→ What the task asks: From the data below, return the exact lines starting at the line containing "Target: distant treeline" and ending at the line containing "Target: sunset sky", both included, and nothing else.

→ Records for this task:
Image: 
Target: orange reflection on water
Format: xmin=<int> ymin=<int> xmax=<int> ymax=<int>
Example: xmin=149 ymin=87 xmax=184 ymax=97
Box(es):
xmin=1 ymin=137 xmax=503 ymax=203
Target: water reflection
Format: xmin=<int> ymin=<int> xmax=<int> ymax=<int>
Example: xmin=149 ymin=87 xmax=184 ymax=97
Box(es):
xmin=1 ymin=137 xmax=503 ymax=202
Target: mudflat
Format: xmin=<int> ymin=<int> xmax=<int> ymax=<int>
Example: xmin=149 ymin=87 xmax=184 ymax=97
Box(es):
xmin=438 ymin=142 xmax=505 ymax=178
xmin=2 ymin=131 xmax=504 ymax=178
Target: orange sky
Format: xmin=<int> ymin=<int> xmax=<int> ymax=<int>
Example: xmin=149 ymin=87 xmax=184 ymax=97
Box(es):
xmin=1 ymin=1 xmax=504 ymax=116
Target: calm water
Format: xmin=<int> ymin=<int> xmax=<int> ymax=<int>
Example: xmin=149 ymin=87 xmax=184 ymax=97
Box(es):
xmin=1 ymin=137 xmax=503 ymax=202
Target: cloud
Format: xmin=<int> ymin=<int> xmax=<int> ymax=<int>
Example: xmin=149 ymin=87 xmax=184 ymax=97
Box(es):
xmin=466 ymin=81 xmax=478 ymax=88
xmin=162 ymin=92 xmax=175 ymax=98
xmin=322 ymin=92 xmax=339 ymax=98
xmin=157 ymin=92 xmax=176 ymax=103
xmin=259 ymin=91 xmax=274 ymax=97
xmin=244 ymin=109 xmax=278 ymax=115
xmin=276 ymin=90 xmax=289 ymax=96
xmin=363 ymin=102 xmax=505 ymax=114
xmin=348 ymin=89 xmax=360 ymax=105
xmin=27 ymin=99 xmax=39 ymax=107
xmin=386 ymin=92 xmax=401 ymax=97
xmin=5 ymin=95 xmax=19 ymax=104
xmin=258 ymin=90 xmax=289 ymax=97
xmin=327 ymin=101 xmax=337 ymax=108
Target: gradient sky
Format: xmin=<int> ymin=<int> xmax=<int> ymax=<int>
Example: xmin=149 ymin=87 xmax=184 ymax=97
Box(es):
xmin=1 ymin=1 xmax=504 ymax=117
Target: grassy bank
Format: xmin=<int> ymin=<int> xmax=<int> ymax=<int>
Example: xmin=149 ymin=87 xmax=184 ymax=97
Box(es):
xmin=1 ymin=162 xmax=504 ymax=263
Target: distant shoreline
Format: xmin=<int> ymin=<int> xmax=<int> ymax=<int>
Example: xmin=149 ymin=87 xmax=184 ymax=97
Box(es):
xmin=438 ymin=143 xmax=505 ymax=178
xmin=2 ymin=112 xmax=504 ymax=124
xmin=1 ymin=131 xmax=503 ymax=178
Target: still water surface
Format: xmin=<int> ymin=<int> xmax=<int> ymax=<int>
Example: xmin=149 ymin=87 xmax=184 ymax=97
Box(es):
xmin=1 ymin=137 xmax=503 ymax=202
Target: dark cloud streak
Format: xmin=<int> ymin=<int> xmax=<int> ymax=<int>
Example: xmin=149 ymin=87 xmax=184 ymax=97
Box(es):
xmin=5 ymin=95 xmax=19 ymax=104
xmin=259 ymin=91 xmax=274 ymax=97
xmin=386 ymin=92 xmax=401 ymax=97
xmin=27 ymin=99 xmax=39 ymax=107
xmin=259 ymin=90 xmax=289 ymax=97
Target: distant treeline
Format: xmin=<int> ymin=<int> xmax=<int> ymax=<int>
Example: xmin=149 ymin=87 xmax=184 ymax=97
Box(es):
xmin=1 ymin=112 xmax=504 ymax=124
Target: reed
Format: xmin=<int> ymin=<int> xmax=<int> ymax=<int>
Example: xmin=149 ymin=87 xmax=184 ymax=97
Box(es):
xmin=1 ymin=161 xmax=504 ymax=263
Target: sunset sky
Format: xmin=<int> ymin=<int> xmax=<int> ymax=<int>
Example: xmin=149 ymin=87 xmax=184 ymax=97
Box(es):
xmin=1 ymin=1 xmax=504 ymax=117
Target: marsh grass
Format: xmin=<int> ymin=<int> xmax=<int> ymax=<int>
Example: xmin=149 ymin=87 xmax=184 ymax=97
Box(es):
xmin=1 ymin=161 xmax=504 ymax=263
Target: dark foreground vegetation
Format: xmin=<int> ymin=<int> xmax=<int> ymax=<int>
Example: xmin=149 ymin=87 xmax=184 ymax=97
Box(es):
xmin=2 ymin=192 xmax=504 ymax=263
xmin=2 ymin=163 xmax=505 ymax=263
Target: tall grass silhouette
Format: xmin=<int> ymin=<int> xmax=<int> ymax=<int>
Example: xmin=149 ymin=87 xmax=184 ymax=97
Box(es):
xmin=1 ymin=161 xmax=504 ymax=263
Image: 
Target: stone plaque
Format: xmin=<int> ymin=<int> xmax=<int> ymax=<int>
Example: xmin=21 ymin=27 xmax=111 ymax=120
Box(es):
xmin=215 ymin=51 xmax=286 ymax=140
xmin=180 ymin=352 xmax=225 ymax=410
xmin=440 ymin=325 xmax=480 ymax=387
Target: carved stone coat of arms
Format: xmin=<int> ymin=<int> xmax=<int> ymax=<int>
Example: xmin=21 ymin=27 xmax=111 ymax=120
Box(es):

→ Written reply:
Target: distant treeline
Format: xmin=<int> ymin=<int> xmax=<int> ymax=<int>
Example: xmin=149 ymin=87 xmax=184 ymax=97
Box(es):
xmin=1 ymin=112 xmax=504 ymax=124
Target: reed
Format: xmin=<int> ymin=<int> xmax=<int> ymax=<int>
Example: xmin=149 ymin=87 xmax=184 ymax=97
Box(es):
xmin=1 ymin=161 xmax=504 ymax=263
Target: sunset sky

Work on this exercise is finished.